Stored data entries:

• • • • • • •

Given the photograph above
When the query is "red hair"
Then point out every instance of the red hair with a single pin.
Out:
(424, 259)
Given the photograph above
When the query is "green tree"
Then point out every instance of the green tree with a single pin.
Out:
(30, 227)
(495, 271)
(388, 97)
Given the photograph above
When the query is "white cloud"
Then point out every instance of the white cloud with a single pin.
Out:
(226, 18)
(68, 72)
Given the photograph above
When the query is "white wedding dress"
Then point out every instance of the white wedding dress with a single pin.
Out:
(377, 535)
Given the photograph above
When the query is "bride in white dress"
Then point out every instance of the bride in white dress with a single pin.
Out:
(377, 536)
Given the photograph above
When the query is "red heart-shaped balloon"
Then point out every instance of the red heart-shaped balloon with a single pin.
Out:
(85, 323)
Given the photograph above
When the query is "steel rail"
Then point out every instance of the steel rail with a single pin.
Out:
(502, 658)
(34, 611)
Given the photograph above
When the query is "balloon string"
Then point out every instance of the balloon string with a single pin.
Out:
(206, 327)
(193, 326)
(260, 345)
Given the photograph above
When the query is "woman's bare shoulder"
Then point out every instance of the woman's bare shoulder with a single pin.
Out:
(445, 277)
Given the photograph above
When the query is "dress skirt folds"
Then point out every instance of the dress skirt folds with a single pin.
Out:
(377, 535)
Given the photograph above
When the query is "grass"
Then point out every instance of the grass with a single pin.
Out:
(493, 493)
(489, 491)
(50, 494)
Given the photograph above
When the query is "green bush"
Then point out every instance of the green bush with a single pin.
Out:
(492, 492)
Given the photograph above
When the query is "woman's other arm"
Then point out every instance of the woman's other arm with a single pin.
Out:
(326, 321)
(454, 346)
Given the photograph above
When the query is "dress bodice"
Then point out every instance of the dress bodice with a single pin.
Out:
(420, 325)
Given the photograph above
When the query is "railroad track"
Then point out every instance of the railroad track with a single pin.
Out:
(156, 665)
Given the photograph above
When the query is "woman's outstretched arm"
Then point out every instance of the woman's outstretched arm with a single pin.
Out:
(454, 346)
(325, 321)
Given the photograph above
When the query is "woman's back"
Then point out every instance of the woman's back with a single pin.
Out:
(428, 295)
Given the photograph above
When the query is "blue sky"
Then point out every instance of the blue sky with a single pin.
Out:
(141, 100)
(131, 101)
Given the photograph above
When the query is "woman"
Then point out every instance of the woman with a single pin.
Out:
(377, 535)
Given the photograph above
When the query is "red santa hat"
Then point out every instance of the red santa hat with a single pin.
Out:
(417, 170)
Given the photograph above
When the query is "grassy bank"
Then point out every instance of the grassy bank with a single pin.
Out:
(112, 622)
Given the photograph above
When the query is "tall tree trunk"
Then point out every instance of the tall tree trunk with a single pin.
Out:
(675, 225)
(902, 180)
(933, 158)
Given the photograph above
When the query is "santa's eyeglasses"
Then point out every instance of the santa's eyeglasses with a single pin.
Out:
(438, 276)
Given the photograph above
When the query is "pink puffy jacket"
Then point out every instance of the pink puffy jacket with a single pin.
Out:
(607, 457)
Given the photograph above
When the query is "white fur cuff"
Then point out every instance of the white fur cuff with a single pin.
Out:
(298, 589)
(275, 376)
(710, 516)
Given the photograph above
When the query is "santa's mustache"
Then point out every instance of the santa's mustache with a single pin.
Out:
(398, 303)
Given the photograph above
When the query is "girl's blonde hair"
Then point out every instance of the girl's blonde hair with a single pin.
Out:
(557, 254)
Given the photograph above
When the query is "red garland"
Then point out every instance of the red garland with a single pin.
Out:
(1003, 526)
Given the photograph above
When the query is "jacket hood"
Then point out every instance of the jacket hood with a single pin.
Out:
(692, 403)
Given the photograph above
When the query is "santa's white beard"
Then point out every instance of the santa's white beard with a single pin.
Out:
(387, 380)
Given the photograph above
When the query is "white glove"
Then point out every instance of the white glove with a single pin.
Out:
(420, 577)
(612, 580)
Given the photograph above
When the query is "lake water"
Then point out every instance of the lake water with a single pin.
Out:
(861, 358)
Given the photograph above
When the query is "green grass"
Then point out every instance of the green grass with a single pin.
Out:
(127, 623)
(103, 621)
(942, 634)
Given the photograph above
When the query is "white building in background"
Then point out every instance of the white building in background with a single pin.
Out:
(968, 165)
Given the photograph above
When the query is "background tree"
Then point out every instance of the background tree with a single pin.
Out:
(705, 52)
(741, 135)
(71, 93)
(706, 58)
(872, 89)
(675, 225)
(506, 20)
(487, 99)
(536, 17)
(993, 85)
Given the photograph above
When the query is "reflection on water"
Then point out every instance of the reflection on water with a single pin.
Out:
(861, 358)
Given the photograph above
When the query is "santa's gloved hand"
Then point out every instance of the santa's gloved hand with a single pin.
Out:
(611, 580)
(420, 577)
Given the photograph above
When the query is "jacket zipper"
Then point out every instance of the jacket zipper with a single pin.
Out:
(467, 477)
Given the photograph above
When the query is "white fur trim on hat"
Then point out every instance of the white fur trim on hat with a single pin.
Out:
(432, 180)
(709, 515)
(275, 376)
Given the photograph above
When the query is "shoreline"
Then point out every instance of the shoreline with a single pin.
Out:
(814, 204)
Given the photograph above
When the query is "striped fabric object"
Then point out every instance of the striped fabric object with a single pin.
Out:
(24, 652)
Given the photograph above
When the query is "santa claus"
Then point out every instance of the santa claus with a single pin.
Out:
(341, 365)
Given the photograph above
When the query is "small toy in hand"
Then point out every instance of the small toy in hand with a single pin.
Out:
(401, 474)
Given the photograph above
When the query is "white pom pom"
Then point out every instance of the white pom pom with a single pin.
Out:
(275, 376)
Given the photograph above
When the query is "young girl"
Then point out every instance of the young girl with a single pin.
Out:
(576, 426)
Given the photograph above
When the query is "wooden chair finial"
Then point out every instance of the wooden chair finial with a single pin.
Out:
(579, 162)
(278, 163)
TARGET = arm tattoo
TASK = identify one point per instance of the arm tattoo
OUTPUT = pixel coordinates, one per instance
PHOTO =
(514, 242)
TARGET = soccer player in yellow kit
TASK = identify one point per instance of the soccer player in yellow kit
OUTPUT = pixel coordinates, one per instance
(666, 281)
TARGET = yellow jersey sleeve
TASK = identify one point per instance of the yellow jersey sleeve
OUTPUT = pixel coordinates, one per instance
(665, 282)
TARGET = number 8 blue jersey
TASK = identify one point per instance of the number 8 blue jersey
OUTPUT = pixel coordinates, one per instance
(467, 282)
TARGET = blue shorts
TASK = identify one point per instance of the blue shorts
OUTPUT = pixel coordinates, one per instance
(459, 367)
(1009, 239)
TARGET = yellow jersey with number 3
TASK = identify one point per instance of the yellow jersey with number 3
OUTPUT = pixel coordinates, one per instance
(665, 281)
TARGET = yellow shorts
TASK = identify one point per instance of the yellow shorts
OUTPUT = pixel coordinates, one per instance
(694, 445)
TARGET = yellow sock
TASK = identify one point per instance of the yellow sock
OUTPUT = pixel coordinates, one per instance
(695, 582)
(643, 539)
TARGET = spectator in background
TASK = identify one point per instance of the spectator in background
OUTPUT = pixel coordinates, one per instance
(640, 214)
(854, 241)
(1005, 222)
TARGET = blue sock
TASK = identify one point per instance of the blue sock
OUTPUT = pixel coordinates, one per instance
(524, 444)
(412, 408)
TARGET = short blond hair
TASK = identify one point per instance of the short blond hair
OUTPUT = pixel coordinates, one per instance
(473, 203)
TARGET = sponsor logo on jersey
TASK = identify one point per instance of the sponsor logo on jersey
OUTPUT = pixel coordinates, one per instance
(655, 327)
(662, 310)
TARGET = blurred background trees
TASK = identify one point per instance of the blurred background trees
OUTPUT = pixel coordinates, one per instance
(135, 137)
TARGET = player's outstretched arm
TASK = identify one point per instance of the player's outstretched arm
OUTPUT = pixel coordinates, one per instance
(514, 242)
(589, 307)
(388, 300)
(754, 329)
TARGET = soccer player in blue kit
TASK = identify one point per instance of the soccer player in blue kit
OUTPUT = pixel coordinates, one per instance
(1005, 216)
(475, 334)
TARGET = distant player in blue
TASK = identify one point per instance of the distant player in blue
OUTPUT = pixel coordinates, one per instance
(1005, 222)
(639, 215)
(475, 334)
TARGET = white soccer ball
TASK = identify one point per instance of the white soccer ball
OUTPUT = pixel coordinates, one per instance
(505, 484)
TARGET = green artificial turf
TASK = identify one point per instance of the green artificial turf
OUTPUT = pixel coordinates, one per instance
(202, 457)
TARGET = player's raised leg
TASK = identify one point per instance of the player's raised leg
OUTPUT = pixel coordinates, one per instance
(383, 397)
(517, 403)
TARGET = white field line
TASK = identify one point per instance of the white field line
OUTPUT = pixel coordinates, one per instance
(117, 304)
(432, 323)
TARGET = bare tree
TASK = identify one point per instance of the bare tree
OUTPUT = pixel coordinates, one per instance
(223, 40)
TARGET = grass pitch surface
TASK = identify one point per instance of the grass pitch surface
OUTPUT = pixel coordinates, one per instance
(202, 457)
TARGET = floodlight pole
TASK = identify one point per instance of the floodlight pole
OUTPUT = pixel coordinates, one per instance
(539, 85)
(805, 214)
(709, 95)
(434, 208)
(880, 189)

• • • • • • •

§ DESCRIPTION OF THE TASK: Working from the entries above, find every line in which the word "distant" occurs and copy it.

§ WORKED SOLUTION:
TARGET = distant player in blue
TASK = identify one point per instance of the distant player in blue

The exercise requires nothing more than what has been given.